- **Passage for review**:
=== Begin Enclosure ===

    So when I started working on October 2023, I decided to track the tube values along with the e-gauge values. Would give me the option to use one or both.

    New Parsing Function

    Didn’t want to mess around with the current parsing function as it really only looks for rainfall amounts as recorded from daily e-gauge values. So wrote another one to look solely for tube rainfall amounts. Added the following to the rg_data module.

    Bit of overkill in the regex, but I was testing somethings out and just left it that way. Not like it will be used at all frequently once I get these data files sorted and the rainfall amounts in the database.

    def parse_tb_row(d_rw, f_typ="rg"):
      """Parse supplied string to obtain the recorded time and rainfall/snowfall
         amount at the time recorded by the tube gauge.
    
        params:
          d_rw: the string to be parsed
        
        returns:
          result of appropriage regex match/search
      """
      # at least one note had sentence before the time and rainfall amount
      rgx = r".*?(\d{2}:\d{2}).*?tube: [\~\?]*?(\d+[\.\d]*) ?mm.*?</li>$"
      rx = re.compile(rgx, re.IGNORECASE )
=== End Enclosure ===
- **Exercise instructions**: Can you set down the part of the rainfall parsing post starting with "New Parsing Function" and going on through "in the database.", word for word?

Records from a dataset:
=== Begin Enclosure ===
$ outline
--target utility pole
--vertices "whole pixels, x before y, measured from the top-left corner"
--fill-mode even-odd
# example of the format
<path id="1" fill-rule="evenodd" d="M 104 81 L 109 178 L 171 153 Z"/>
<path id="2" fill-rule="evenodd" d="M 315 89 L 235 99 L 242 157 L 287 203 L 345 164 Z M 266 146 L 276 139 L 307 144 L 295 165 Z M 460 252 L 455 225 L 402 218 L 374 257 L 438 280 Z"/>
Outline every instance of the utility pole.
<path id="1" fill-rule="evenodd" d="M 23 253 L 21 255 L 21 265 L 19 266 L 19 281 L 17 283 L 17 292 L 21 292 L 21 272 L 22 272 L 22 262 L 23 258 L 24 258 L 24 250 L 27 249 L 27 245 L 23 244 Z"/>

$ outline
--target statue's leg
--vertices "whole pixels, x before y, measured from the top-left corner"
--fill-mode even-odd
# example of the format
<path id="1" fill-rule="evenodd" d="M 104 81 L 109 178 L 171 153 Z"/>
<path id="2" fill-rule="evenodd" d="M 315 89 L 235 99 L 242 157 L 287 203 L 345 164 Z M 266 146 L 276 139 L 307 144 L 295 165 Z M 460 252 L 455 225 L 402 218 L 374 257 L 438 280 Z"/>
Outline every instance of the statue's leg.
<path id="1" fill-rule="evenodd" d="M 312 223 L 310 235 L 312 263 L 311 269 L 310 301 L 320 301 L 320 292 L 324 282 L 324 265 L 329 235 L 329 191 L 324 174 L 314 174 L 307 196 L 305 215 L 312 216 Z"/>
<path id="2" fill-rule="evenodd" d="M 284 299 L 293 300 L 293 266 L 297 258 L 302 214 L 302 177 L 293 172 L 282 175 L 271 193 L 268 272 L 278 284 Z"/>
=== End Enclosure ===
- **Response to the task**:
New Parsing Function

    Didn’t want to mess around with the current parsing function as it really only looks for rainfall amounts as recorded from daily e-gauge values. So wrote another one to look solely for tube rainfall amounts. Added the following to the rg_data module.

    Bit of overkill in the regex, but I was testing somethings out and just left it that way. Not like it will be used at all frequently once I get these data files sorted and the rainfall amounts in the database.